### AUFGABEN
**1)** Prüfen Sie, ob die Aussagen (a), (b) und (c) mit dem Text über die Erlebnisberichte übereinstimmen. Antworten Sie jeweils mit Ja oder Nein und zitieren Sie die ausschlaggebenden Worte des Textes wörtlich.
(a) Seit August 2019 haben viele Menschen ihre Erfahrung mit der Verschickung öffentlich eingetragen.
(b) Die Betreiber der Seite gehen von sich aus auf jede betroffene Person zu.
(c) Wer viele Dokumente besitzt, soll sich unter info@verschickungsheime.de melden.
**2)** Setzen Sie den Text über die Erlebnisberichte nach seinem letzten Satz fort.

### VORLIEGENDER TEXT
------------------------------------------------------------
ZEUGNIS ABLEGEN – ERLEBNISBERICHTE SCHREIBEN

Hier haben sehr viele Menschen, seit August 2019, ÖFFENTLICH ihre Erfahrung mit der Verschickung eingetragen. Bitte geht vorsichtig mit diesen Geschichten um, denn es sind die Schicksale von Menschen, die lange überlegt haben, bevor sie sich ihre Erinnerungen von der Seele geschrieben haben. Lange haben sie gedacht, sie sind mit ihren Erinnerungen allein. Der Sinn dieser Belegsammlung ist, dass andere ohne viel Aufwand sehen können, wie viel Geschichte hier bisher zurückgehalten wurde. Wenn du deinen Teil dazu beitragen möchtest, kannst du es hier unten, in unserem Gästebuch tun, wir danken dir dafür! Eure Geschichten sind Teil unserer Selbsthilfe, denn die Erinnerungen anderer helfen uns, unsere eigenen Erlebnisse zu verarbeiten. Sie helfen außerdem, dass man uns unser Leid glaubt. Eure Geschichten dienen also der Dokumentation, als Belegsammlung. Sie sind damit Anfang und Teil eines öffentlich zugänglichen digitalen Dokumentationszentrums. Darüber hinaus können, Einzelne, die sehr viele Materialien haben, ihre Bericht öffentlich, mit allen Dokumenten, Briefen und dem Heimortbild versehen, zusammen mit der Redaktion als Beitrag erarbeiten und auf der Bundes-Webseite einstellen. Meldet euch unter: info@verschickungsheime.de, wenn ihr viele Dokumente habt und solch eine Seite hier bei uns erstellen wollt. Hier ein Beispiel

Wir schaffen nicht mehr, auf jeden von euch von uns aus zuzugehen, d.h. Ihr müsst euch Ansprechpartner auf unserer Seite suchen. ( KONTAKTE) Wenn Ihr mit anderen Betroffenen kommunizieren wollt, habt ihr weitere Möglichkeiten:

  1. Auf der Überblickskarte nachschauen, ob eurer Heim schon Ansprechpartner hat, wenn nicht, meldet euch bei Buko-orga-st@verschickungsheime.de, und werdet vielleicht selbst Ansprechpartner eures eigenen Heimes, so findet ihr am schnellsten andere aus eurem Heim.
------------------------------------------------------------
### BEREITGESTELLTE ANGABEN

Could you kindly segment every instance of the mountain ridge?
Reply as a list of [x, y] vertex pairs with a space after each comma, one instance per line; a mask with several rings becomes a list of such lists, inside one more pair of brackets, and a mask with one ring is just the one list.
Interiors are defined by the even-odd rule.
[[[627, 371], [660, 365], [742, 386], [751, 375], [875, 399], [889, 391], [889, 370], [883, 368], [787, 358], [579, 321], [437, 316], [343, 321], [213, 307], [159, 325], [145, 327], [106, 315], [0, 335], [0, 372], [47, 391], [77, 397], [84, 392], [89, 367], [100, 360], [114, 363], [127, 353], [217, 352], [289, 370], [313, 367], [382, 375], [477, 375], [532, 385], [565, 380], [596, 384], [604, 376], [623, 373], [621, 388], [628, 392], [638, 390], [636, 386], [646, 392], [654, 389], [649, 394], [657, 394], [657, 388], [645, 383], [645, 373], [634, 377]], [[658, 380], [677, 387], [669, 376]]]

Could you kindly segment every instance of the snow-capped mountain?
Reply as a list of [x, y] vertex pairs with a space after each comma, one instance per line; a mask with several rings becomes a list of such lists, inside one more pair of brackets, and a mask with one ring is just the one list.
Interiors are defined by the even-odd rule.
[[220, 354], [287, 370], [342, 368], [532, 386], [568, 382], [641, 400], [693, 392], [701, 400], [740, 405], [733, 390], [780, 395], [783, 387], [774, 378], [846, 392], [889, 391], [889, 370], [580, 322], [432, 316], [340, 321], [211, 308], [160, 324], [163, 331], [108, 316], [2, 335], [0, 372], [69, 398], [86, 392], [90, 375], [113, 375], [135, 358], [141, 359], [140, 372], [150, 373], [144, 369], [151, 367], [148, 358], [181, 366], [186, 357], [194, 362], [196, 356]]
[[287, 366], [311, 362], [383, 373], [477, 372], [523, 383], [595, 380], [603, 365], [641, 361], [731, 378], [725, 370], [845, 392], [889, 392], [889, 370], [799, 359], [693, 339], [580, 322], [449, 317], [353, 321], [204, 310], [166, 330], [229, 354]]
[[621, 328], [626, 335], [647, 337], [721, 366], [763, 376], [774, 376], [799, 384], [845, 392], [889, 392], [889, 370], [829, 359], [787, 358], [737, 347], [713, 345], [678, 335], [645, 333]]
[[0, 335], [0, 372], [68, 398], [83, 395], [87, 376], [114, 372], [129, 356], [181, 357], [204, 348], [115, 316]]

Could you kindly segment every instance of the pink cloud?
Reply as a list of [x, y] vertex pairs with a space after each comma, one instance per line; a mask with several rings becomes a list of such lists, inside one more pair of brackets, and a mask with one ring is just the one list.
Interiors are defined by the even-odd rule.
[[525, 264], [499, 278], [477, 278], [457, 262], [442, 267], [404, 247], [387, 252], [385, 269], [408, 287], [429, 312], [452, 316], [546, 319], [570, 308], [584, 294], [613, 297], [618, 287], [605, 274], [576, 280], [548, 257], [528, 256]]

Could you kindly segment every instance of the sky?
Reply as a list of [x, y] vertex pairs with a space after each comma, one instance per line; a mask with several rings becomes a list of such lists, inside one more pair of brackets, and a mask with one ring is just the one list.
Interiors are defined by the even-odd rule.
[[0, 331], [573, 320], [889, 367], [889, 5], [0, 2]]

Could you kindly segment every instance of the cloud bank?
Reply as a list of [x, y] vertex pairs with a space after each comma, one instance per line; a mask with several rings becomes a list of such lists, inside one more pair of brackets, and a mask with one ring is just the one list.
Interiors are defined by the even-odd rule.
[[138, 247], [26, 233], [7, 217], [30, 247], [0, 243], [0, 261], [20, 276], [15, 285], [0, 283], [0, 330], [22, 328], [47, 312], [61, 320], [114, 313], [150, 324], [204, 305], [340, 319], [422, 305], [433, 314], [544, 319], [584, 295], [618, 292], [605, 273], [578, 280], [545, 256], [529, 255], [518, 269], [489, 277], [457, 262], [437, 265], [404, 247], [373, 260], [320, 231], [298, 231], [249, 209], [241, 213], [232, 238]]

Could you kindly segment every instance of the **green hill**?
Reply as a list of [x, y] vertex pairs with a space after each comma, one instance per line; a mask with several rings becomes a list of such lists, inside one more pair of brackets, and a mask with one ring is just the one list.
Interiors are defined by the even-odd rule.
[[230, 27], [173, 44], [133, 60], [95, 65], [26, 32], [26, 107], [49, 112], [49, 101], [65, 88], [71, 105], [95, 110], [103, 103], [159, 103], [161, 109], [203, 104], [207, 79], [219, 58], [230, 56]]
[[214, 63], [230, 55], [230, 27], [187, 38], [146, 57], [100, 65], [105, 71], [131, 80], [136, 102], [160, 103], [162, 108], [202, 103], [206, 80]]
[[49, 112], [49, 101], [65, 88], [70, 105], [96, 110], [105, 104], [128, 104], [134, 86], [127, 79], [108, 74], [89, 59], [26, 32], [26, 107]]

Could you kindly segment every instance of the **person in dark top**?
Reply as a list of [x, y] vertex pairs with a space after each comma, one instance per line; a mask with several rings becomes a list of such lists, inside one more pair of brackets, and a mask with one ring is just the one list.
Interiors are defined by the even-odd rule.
------------------------------------------------------------
### LÖSUNGEN
**1)**
(a) Ja: „Hier haben sehr viele Menschen, seit August 2019, ÖFFENTLICH ihre Erfahrung mit der Verschickung eingetragen.“
(b) Nein: „Wir schaffen nicht mehr, auf jeden von euch von uns aus zuzugehen“
(c) Ja: „Meldet euch unter: info@verschickungsheime.de, wenn ihr viele Dokumente habt“

**2)**
  2. Mit der Bundeskoordination Kontakt aufnehmen, um gezielt einem anderen Betroffenen bei ZEUGNIS ABLEGEN einen Brief per Mail zu schicken, der nicht öffentlich sichtbar sein soll, unter: Buko-orga-st@verschickungsheime.de
  3. Ins Forum gehen, dort auch euren Bericht reinstellen und dort mit anderen selbst Kontakt aufnehmen

Beachtet auch diese PETITION. Wenn sie euch gefällt, leitet sie weiter, danke!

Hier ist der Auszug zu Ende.